- _Task details_: Convert the entries, from their first line up to and including the line with "[170,99,181,294]", into a Markdown table with the columns Row and Line. Give each non-blank line a row number and leave out the blank lines.

=== Stored data ===

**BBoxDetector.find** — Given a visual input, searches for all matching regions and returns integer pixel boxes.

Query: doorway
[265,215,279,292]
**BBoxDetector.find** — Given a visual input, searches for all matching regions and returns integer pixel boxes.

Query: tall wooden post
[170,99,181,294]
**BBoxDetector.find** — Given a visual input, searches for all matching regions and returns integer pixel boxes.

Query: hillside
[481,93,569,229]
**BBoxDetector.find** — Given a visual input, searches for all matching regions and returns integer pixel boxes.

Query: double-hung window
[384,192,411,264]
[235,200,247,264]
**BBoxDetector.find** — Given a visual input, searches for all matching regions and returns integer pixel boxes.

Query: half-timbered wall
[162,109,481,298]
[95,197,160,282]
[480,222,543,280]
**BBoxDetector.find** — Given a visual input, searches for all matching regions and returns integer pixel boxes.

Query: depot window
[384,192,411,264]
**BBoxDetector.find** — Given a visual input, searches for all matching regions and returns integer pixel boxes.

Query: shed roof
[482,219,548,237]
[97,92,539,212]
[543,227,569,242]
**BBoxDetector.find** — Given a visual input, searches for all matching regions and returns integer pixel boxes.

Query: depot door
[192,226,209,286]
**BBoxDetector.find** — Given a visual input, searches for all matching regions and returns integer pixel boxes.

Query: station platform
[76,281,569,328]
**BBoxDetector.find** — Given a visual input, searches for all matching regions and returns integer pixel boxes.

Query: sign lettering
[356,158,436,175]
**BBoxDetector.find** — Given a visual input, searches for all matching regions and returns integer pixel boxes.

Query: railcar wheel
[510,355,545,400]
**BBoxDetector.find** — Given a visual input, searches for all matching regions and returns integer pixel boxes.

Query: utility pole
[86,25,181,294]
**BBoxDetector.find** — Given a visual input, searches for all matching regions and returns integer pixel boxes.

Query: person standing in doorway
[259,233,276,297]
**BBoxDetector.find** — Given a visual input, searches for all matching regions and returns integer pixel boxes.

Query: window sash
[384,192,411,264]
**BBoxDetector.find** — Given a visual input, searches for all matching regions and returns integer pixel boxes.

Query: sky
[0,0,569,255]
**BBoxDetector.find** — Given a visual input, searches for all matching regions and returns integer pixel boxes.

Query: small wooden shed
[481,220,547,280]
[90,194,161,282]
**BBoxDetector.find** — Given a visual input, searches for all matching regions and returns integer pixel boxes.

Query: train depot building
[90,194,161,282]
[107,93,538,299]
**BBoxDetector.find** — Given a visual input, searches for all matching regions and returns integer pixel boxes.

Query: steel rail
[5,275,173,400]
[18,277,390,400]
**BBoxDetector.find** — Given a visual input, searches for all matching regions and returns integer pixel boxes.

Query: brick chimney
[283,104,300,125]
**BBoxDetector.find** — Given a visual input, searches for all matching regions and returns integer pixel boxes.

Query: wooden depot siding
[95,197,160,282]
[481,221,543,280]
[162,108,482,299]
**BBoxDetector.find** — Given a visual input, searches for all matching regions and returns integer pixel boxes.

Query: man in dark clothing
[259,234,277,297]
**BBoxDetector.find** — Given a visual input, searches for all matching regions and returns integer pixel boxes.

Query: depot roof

===

- _Output_:
| Row | Line |
|---|---|
| 1 | **BBoxDetector.find** — Given a visual input, searches for all matching regions and returns integer pixel boxes. |
| 2 | Query: doorway |
| 3 | [265,215,279,292] |
| 4 | **BBoxDetector.find** — Given a visual input, searches for all matching regions and returns integer pixel boxes. |
| 5 | Query: tall wooden post |
| 6 | [170,99,181,294] |